Antes de cerrar este estudio sobre el abandono en las
penas interiores, citaremos dos ejemplos memorables, propios
especialmente para instruirnos y animarnos. Por ellos veremos
cómo trata Dios a las almas grandes y el modo como ellas
santifican sus pruebas.
«Hacia el fin de 1604 viose Santa Juana de Chantal
asediada de horribles tentaciones contra la fe, de dudas
acerca de los misterios más adorables, y en particular sobre la
divinidad de la Iglesia. Si por un momento disminuían esas
tentaciones, era para dar lugar a oscuridades, a impotencias,
a grandes sequedades, a una ausencia absoluta de gusto y de
sentimiento en la práctica de la virtud. En vano se entregaba a
la oración; su espíritu tan vivo en todas las cosas, quedaba en
las tinieblas. Se aplicaba a amar a Dios, y le parecía que su
corazón era de mármol. El solo nombre de Dios la volvía tibia
e indiferente; de todo lo cual resultaban desolaciones
imposibles de describir. » Duró tan penoso estado más de
cuarenta años, pero en los nueve últimos se redobló su
intensidad y se transformó en una «terrible agonía que no
cesó sino un mes antes de su muerte. Entonces fue su alma
abandonada a tantas y tan crueles penas interiores, que ella
misma no se conocía. No osaba ni bajar los ojos a su interior,
ni elevarlos a Dios. Su alma se le representaba manchada de
pecados, colmada de negra ingratitud, desfigurada y horrible a
la vista. Cuando mayores cosas hacía por Dios, cuanto su
perfección brillaba más a los ojos del mundo, más desnuda se
veía también de todas las virtudes y despojada de todo mérito.
A excepción de los pensamientos de impureza, de que nunca
fue asaltada, no hubo idea perversa de que su espíritu no
estuviera invadido, ni acciones detestables que no se
presentasen a su mente.
Las dudas acerca de los más adorables misterios, las blasfemias contra los atributos más
misericordiosos de Dios, los juicios más abominables sobre el
prójimo se disputaban su imaginación; por lo que al hablar de
sus penas gruesas lágrimas corrían por sus mejillas. Durante
la noche oíasela suspirar como a un enfermo en agonía, y
durante el día se olvidaba de tomar el sustento necesario. Y lo
más horrible era que, en medio de estas tentaciones, le
parecía que Dios la había abandonado, que no la miraba, que
no se cuidaba de ella.
══════════
TAREAS Y EJERCICIOS:
• A. Responde según el texto sobre Santa Juana de Chantal:
(i) ¿Hacia qué fecha se vio asediada de tentaciones contra la fe?
(ii) ¿Cuánto tiempo duró su penoso estado?
(iii) ¿De qué pensamientos nunca fue asaltada?
• B. Traduce al inglés esta oración del texto sobre Santa Juana de Chantal: "Se aplicaba a amar a Dios, y le parecía que su corazón era de mármol."
• C. Por favor, retoma el texto sobre Santa Juana de Chantal y continúalo a partir de su última oración.
Las entradas no guardan relación con el texto sobre Santa Juana de Chantal.
══════════
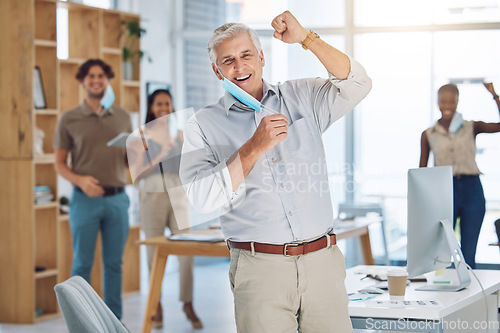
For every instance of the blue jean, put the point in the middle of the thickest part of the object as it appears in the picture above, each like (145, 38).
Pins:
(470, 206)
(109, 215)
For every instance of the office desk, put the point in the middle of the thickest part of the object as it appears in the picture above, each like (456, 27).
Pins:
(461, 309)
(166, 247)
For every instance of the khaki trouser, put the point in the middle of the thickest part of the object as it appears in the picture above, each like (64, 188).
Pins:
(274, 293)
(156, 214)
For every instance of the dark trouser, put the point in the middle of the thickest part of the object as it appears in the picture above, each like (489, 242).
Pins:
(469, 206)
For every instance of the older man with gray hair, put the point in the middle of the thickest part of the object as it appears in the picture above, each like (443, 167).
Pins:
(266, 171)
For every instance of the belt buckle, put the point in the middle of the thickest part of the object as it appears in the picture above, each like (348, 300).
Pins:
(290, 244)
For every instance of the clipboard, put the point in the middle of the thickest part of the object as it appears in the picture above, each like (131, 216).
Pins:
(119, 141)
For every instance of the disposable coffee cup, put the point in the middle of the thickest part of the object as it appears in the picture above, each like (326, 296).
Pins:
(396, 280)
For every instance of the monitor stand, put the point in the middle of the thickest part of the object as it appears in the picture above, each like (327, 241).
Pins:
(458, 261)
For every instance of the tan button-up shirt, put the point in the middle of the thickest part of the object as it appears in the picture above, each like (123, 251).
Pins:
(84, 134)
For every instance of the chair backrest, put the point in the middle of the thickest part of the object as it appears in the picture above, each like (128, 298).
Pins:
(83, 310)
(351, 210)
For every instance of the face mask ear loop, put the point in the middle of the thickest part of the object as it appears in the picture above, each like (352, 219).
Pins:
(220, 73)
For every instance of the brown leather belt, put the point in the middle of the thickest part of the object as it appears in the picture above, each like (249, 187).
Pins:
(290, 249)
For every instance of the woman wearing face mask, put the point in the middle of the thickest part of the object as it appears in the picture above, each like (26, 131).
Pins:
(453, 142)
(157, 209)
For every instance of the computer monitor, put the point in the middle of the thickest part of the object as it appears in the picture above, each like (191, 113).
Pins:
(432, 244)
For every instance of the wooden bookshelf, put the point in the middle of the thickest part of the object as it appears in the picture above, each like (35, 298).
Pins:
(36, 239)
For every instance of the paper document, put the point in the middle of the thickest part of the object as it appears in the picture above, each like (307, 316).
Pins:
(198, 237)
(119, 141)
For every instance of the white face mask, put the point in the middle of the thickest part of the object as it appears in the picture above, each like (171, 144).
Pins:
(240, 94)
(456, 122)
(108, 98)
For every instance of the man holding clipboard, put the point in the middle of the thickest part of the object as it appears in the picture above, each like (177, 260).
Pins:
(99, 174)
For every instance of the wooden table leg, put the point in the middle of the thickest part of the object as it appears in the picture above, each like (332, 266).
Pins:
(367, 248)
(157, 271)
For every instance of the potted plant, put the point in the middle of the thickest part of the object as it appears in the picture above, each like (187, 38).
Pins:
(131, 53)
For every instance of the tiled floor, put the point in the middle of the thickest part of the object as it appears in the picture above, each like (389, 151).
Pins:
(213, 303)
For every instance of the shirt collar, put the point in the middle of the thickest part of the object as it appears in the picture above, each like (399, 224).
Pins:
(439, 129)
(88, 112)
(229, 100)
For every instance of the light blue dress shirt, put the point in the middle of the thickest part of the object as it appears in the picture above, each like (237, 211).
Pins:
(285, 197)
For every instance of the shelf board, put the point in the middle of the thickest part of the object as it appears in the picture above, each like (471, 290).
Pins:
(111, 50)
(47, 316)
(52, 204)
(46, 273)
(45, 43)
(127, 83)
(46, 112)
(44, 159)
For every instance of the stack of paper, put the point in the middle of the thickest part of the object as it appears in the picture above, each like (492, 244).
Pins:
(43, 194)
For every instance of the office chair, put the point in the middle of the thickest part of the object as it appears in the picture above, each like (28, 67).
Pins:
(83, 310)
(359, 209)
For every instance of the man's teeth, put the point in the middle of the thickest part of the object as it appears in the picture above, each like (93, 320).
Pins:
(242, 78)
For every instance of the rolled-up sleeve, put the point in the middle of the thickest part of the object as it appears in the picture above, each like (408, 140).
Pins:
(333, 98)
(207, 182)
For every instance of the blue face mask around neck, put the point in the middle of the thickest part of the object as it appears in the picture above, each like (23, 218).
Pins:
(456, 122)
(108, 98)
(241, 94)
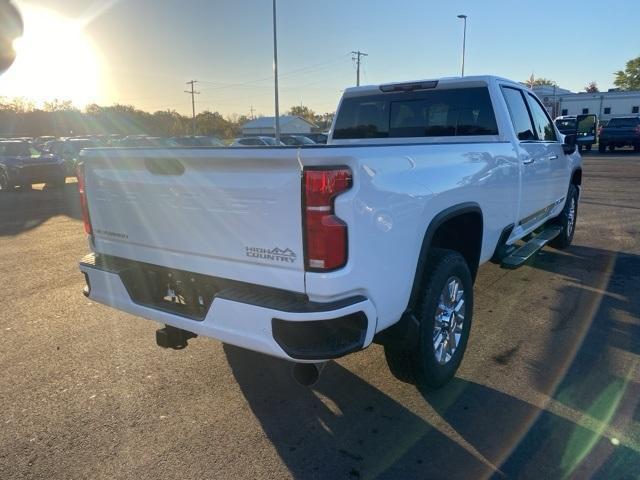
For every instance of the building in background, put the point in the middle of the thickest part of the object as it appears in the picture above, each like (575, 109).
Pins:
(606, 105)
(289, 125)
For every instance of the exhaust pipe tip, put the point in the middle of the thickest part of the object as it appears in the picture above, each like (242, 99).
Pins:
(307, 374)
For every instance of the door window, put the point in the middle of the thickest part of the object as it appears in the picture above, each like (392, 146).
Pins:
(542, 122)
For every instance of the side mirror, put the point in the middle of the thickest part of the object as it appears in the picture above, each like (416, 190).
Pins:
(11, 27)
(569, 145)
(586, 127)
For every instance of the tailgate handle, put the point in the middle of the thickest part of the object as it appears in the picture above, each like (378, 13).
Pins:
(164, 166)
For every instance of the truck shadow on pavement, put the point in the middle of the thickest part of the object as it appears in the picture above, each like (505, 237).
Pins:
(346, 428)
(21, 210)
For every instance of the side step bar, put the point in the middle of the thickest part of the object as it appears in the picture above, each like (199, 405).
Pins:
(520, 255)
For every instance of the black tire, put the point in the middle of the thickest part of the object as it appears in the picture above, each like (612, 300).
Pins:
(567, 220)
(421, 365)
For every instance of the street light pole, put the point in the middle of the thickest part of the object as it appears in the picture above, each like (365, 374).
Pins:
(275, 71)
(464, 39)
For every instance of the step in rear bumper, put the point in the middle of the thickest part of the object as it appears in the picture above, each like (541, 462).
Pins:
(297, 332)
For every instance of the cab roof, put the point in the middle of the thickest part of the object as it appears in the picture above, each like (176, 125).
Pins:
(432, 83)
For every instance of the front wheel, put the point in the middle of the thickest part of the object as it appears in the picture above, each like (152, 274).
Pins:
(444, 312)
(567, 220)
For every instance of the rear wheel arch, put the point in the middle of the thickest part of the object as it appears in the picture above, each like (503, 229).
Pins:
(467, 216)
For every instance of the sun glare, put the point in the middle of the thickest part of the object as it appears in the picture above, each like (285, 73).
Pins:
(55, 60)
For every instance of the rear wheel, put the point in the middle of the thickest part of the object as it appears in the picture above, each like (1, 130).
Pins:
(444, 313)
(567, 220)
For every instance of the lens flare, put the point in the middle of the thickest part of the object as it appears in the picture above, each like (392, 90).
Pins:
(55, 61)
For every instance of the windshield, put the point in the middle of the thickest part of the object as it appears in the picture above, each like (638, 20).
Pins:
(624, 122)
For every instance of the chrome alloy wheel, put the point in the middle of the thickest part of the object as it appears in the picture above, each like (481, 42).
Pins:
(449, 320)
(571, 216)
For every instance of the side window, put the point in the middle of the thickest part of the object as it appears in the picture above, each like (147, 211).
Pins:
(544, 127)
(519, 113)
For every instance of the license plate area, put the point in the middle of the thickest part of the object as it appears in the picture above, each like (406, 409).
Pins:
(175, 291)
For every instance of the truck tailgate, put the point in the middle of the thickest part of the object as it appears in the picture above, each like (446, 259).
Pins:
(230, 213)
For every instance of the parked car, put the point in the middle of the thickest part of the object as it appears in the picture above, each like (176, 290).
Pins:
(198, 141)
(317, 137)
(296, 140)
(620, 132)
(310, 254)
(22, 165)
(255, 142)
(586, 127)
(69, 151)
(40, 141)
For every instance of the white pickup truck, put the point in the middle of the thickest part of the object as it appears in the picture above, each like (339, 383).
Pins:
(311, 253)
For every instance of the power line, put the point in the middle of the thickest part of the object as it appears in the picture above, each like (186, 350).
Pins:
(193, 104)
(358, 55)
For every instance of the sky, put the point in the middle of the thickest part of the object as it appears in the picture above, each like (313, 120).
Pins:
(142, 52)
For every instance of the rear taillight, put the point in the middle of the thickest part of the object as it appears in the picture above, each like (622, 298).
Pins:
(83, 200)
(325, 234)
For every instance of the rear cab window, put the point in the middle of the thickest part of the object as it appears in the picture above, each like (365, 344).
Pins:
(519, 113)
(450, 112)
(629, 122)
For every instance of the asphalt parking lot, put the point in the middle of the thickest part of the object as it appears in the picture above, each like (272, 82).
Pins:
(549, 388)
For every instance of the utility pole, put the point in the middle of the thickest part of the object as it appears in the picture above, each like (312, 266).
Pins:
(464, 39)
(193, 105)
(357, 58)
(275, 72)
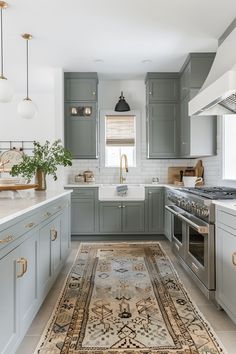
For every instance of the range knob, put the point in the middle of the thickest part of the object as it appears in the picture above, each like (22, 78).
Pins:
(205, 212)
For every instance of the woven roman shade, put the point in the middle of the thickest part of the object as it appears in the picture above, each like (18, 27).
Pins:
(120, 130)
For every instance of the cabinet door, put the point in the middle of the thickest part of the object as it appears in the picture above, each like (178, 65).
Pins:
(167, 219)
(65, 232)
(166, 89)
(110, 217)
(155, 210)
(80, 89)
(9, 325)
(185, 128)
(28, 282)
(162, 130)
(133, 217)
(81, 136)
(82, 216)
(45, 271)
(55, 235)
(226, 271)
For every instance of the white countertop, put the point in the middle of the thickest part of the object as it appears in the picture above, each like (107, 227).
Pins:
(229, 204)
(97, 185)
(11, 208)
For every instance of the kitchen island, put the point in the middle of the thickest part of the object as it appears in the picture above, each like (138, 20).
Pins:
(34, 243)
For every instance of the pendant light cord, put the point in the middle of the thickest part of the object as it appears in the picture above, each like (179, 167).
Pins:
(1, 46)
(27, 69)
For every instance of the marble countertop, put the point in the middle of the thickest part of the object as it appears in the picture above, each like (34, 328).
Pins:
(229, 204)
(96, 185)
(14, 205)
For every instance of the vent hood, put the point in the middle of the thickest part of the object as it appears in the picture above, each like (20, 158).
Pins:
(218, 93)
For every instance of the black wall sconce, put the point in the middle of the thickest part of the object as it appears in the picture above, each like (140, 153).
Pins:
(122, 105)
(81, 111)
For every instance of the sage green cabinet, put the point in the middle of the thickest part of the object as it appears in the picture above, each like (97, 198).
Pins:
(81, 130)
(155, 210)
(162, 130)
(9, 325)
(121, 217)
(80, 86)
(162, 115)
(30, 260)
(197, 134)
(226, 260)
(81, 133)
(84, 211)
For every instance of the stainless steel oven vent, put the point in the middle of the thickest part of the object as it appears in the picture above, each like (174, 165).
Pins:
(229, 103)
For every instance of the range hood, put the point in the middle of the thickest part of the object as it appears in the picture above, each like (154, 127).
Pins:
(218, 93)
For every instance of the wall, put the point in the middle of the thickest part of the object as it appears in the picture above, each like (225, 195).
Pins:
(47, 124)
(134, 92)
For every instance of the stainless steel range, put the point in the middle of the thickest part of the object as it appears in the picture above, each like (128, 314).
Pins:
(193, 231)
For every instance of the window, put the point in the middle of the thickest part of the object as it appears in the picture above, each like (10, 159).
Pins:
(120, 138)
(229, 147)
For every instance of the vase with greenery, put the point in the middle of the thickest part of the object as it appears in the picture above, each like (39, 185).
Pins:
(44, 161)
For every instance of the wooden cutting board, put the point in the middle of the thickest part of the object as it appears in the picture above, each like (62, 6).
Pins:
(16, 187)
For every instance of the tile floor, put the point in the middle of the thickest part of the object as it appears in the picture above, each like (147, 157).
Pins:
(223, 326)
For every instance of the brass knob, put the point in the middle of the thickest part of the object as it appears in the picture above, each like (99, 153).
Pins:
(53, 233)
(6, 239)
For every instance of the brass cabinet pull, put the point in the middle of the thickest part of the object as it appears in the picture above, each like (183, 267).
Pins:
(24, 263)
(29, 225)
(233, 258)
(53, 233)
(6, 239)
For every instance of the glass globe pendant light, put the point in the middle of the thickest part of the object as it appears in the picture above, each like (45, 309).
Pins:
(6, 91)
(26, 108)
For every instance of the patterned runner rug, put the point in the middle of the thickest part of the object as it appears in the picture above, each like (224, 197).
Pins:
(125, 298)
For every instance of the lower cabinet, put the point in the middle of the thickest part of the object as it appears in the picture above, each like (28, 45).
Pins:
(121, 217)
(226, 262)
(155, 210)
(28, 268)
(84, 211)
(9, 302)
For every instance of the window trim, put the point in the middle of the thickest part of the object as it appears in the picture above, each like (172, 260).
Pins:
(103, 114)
══════════
RESPUESTAS:
• A.
(i) Hacia el fin de 1604.
(ii) Más de cuarenta años.
(iii) De los pensamientos de impureza.

• B. She applied herself to loving God, and it seemed to her that her heart was made of marble.

• C.
Tendíale ella los brazos, mas como se
hace en la oscuridad a un amigo desaparecido para siempre.
O más bien, Dios estaba para ella más que ausente, era su
enemigo, la rechazaba. En vano para calmar su espanto
trataba de representársele bajo las imágenes de pastor, de
esposo o de amigo; en seguida vedle aparecer como juez
irritado, como señor despreciado y que pide venganza. Poco a
poco se le convirtieron en una carga todos los ejercicios
referentes a Dios. Poníase del todo temblorosa cuando era
preciso acudir a la oración, sobre todo a la Comunión, en
donde la idea de sus crímenes y la de la santidad de Dios
atravesaban su alma cual dos agudas espadas». Era una
altísima contemplación, terriblemente purificadora. «Hasta
entonces había conservado todas sus luces, siquiera para la
dirección de los demás. Mas no fue así en lo sucesivo, pues
este ministerio se convirtió para ella en una fuente de
espantosas tentaciones. No podía oír hablar de una pena sin
que fuese para ella un sufrimiento, ni oír nombrar un pecado
sin imaginarse que lo cometía.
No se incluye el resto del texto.